> PROBLEMS AND TASKS:
1 - Copy word for word the stretch of the book reviews from "This document provides" through "the subject matter.".
2 - Name every building code that the book reviews cite in describing where the high-strength concrete specification applies.
3 - According to the book reviews, what is the nonmember price of the specification for high-strength concrete in moderate to high seismic applications?

> TEXT SEGMENT:
>> Start

Book Reviews & Items of Interest
ACI Committee 341. (2007). Seismic evaluation and retrofit techniques for concrete bridges (ACI 341.3R-07). Farmington Hills, MI: American Concrete Institute (ACI). ISBN: 978-0-870-31255-7. 29 pages. ACI Member/$32.00, Nonmember/$52.50. Available from: American Concrete Institute, Member/Customer Services Department, PO Box 9094, Farmington Hills, MI 48333 (tel: 248-848-3800; fax: 248-848-3800; e-mail: bkstore@concrete.org; Web site: http://www.concrete.org).
This document provides a summary of seismic evaluation and retrofit techniques for reinforced concrete bridges. The document is intended to be useful to practicing engineers and academic researchers. Three primary phases of a retrofit program are described: seismic vulnerability evaluation, evaluation of the seismic demands and capacities, and selection and design of the retrofit measures. General descriptions of appropriate linear and nonlinear analysis methods to evaluate the seismic response of an existing bridge are provided. Various retrofit measures for individual bridge components are described. In all cases, the information is presented at the conceptual level rather than providing detailed descriptions of the design method. Extensive resources/references are included in each section of the document for obtaining more specific information on the subject matter.
ACI Innovation Task Group 4. (2007). Specification for high-strength concrete in moderate to high seismic applications (ACI ITG-4.1-07). Farmington Hills, MI: American Concrete Institute (ACI). ISBN: 978-0-870-31238-0. 10 pages. ACI Member/$21.00, Nonmember/$34.50. Available from: American Concrete Institute, Member/Customer Services Department, PO Box 9094, Farmington Hills, MI 48333 (tel: 248-848-3800; fax: 248-848-3800; e-mail: bkstore@concrete.org; Web site: http://www.concrete.org).
This publication is a reference specification that the licensed design professional can make applicable to any construction project by citing it in the project specifications. The licensed design professional supplements the provisions of this reference specification as needed by designating or specifying individual project requirements. This specification covers cast-in-place, normalweight, high-strength concrete in structures that must be designed for moderate to high seismic applications. More specifically, this specification applies to structures located in Seismic Zones 2, 3, or 4 defined by the Uniform Building Code; assigned to Seismic Performance Categories C, D, or E of the BOCA/National Building Code (1993 and subsequent editions) or the Standard Building Code (1994 or subsequent editions); or Seismic Design Categories C, D, E or F of the International Building Code or the National Fire Protection Association (NFPA) 5000 Building Construction and Safety Code. Irrespective of seismic hazard, seismic performance, or design category, these requirements apply to normalweight, high-strength concrete in intermediate or special moment frames and intermediate or special structural walls.

>> End

> DATA EXCERPTS:
>> Start

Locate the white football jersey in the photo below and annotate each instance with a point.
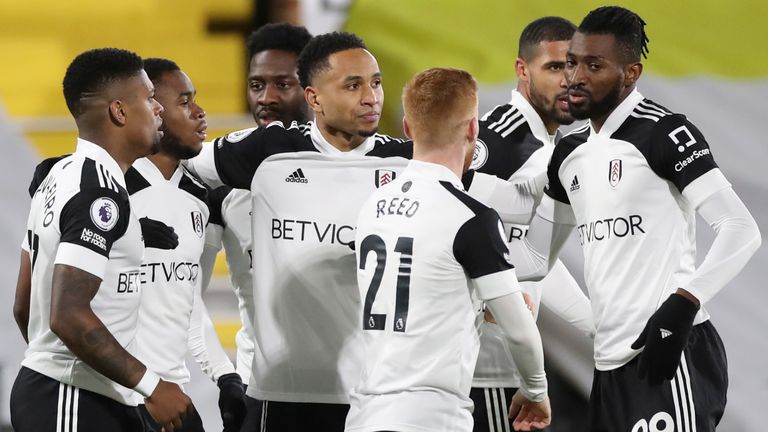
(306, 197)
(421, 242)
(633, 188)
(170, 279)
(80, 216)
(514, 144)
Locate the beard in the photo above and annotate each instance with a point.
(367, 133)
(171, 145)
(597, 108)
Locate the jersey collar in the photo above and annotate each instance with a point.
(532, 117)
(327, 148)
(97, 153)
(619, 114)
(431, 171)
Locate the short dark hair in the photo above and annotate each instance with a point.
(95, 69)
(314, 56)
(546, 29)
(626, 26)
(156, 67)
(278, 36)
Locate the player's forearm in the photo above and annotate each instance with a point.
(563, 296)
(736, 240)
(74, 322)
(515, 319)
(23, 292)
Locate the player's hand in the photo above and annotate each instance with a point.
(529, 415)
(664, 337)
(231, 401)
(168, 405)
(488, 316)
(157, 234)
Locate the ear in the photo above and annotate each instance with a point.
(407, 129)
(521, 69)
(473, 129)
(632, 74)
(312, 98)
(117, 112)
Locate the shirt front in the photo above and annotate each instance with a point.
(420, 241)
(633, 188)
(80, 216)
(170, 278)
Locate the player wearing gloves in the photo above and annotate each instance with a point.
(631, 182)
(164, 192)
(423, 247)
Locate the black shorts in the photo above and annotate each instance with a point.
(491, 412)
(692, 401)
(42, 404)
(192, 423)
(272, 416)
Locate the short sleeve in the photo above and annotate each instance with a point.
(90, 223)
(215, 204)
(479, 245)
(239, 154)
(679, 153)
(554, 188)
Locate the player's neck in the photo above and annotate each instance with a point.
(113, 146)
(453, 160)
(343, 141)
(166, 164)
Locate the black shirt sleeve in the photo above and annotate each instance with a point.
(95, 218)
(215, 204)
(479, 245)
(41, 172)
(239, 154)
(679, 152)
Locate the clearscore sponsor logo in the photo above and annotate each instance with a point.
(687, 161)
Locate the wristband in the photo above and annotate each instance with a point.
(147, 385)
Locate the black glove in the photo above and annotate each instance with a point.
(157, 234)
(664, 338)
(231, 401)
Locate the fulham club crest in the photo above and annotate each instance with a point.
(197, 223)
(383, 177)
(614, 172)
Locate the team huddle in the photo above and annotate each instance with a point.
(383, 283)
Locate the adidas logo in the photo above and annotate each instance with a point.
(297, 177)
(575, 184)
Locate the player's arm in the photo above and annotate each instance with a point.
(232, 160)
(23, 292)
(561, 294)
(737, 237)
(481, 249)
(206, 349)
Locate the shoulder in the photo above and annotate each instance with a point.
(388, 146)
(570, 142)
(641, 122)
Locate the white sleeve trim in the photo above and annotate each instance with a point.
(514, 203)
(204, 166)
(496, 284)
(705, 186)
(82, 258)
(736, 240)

>> End

> ANSWERS:
1 -
This document provides a summary of seismic evaluation and retrofit techniques for reinforced concrete bridges. The document is intended to be useful to practicing engineers and academic researchers. Three primary phases of a retrofit program are described: seismic vulnerability evaluation, evaluation of the seismic demands and capacities, and selection and design of the retrofit measures. General descriptions of appropriate linear and nonlinear analysis methods to evaluate the seismic response of an existing bridge are provided. Various retrofit measures for individual bridge components are described. In all cases, the information is presented at the conceptual level rather than providing detailed descriptions of the design method. Extensive resources/references are included in each section of the document for obtaining more specific information on the subject matter.

2 -
- Uniform Building Code
- BOCA/National Building Code
- Standard Building Code
- International Building Code
- National Fire Protection Association (NFPA) 5000 Building Construction and Safety Code

3 - $34.50